*** Opening of Records for this task ***

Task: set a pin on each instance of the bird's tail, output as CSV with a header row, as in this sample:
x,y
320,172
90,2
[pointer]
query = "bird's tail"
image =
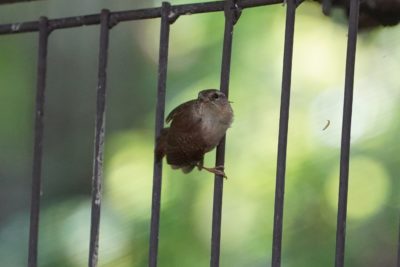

*** Close of Records for this task ***

*Instructions to follow*. Without carrying over any picture, write out the entries above once more, exactly.

*Output of the exercise*.
Task: set a pin on each instance of the bird's tail, output as CSV with a header row, as in this sample:
x,y
320,172
90,2
[pointer]
query = "bird's tail"
image =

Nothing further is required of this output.